§ MATERIAL SHOWN:

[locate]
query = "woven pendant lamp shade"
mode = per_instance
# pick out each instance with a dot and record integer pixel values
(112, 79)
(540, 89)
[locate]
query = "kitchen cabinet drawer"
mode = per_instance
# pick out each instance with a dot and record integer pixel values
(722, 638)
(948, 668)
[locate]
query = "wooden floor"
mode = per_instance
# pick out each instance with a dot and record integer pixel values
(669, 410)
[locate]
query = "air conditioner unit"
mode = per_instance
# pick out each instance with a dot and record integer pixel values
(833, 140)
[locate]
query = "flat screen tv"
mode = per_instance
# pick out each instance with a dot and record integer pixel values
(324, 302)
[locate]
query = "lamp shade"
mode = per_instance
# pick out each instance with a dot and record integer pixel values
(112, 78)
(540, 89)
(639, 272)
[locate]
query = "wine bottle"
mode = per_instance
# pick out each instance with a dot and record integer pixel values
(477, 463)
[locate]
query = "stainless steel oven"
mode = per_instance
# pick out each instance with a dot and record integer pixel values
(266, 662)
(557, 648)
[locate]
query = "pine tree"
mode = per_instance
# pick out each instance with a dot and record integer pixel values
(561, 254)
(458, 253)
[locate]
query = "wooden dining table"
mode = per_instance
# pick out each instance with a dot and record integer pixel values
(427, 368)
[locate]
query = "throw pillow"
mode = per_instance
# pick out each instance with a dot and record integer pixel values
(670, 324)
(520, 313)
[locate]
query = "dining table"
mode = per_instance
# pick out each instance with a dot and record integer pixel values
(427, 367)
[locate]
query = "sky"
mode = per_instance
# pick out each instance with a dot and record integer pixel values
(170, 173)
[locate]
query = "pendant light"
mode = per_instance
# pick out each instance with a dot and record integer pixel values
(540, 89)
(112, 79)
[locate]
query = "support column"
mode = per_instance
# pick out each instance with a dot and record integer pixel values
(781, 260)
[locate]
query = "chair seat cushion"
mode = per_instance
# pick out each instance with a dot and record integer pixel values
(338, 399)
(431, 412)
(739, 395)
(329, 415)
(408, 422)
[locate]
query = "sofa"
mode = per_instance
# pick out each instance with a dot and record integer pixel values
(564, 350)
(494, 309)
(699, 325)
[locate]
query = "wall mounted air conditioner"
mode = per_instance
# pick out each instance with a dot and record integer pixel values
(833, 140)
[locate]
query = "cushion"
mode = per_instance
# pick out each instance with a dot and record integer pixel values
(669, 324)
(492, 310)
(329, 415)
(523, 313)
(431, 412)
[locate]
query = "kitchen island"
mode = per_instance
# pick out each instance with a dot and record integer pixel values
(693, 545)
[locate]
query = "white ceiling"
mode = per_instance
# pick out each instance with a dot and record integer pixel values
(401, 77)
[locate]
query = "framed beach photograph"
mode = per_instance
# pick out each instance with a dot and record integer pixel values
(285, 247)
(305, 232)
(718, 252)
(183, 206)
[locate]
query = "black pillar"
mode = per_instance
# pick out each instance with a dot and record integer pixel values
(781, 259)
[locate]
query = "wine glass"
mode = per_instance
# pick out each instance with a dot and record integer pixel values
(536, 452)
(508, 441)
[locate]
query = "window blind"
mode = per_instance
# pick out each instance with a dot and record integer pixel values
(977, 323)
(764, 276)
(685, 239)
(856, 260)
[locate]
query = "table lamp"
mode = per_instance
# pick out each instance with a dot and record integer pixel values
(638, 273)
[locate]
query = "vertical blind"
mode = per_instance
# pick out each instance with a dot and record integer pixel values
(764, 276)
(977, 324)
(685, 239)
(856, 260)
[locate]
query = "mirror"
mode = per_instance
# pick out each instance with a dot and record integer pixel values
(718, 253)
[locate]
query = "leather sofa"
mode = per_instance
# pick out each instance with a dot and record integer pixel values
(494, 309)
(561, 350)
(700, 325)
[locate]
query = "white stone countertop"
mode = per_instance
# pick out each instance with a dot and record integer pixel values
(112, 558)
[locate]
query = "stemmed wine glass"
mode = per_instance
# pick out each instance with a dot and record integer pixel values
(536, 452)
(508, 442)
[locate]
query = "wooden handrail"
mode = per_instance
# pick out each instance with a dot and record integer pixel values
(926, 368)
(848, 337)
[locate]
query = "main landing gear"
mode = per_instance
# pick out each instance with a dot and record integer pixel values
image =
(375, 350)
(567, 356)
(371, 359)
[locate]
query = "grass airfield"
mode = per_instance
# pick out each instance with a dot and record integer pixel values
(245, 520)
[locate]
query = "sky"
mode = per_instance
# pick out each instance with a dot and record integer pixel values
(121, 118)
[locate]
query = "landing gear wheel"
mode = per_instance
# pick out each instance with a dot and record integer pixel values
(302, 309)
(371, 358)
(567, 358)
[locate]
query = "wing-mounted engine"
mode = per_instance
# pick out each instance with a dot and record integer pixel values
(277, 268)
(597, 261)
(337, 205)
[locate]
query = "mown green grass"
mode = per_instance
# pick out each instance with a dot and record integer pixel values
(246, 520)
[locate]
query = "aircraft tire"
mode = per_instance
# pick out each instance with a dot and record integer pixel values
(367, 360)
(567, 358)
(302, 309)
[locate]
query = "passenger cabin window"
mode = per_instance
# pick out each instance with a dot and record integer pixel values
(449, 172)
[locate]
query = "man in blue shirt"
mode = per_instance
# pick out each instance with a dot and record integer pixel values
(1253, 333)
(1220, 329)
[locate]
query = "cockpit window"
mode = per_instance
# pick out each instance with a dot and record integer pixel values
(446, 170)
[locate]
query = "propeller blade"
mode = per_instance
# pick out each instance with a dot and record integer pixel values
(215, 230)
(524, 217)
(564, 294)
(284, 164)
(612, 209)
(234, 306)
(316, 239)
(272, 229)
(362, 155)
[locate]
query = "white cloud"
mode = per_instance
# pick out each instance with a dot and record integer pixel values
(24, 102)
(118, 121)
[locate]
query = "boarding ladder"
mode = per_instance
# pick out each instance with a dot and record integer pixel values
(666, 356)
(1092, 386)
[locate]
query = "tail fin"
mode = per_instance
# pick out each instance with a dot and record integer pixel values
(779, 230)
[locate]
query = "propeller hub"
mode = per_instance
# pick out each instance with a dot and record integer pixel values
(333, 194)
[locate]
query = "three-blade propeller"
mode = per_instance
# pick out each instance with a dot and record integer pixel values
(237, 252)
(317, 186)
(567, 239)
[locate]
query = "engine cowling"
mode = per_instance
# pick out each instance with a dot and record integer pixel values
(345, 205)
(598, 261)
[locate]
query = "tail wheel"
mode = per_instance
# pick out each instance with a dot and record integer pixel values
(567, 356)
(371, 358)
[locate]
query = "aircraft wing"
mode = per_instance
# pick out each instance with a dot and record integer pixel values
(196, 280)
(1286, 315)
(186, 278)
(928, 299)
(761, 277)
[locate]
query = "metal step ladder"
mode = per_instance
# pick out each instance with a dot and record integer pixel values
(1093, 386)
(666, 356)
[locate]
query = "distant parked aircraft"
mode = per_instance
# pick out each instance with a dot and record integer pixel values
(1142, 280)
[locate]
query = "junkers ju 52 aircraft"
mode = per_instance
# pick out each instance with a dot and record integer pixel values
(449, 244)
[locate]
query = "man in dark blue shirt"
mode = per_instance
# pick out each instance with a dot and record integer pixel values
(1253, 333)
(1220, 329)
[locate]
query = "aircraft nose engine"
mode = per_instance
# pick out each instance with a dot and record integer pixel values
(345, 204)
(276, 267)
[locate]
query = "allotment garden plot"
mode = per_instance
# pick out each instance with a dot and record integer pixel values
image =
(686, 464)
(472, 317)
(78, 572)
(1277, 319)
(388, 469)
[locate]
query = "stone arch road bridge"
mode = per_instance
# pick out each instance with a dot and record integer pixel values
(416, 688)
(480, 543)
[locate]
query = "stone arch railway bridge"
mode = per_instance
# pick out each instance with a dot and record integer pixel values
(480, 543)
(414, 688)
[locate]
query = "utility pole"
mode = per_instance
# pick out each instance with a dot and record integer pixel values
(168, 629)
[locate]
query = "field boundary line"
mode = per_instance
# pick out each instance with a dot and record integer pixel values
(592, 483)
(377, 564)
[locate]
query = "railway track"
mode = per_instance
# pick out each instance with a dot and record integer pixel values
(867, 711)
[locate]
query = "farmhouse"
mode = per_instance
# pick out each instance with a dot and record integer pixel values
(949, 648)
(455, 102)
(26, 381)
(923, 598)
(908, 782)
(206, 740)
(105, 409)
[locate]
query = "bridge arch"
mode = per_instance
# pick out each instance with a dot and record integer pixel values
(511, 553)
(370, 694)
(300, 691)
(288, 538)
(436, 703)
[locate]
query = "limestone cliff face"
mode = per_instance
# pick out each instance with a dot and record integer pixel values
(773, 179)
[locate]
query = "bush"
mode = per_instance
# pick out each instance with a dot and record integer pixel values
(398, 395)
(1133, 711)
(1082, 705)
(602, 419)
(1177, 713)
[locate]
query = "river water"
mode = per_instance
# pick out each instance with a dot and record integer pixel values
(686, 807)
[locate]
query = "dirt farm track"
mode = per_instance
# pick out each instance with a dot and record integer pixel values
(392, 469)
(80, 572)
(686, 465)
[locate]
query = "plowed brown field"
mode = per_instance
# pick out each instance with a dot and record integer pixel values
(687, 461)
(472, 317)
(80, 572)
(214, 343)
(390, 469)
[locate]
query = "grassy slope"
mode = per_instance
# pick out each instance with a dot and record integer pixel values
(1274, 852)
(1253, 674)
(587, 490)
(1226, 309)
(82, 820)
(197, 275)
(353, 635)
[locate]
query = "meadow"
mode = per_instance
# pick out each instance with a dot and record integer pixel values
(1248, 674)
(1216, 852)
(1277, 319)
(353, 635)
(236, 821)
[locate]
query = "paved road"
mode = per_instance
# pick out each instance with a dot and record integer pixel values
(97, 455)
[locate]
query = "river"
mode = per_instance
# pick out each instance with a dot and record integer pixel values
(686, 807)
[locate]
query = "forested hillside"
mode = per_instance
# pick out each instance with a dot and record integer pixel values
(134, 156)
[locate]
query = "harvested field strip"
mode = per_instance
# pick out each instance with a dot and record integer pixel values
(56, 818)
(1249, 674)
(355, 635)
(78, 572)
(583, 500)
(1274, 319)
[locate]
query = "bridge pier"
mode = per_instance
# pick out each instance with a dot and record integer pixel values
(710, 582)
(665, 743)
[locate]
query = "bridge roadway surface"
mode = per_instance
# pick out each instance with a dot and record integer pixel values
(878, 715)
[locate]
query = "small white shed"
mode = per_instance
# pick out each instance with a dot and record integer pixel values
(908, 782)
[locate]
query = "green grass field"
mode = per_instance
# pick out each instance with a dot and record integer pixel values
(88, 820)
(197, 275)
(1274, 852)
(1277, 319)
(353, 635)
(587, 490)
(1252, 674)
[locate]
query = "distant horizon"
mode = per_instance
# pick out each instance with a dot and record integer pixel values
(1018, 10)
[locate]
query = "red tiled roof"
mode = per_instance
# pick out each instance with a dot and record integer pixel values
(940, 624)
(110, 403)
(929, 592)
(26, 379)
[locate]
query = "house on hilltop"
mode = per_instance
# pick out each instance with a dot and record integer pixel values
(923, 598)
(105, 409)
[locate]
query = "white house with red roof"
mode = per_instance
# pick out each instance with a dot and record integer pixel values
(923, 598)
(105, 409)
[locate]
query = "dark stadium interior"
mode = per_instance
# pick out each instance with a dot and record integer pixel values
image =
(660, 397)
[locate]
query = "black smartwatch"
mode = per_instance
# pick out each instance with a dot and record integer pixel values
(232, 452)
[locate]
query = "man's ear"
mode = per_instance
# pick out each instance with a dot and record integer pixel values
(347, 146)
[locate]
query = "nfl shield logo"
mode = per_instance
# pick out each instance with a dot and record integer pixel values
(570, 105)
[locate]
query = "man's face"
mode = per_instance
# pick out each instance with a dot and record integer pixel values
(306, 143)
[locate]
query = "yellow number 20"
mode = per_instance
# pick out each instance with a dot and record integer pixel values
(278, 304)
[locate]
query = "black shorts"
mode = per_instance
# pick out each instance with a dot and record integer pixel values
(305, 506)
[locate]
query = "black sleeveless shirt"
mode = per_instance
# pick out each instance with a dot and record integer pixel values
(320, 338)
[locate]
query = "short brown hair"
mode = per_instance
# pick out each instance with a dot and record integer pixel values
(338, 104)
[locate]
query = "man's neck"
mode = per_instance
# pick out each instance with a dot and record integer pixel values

§ YOUR OBJECTIVE:
Extract each line of the items above that contains the word "table". Case counts.

§ RESPONSE TO THIS EXERCISE:
query = "wooden dining table"
query = "dining table"
query = "table lamp"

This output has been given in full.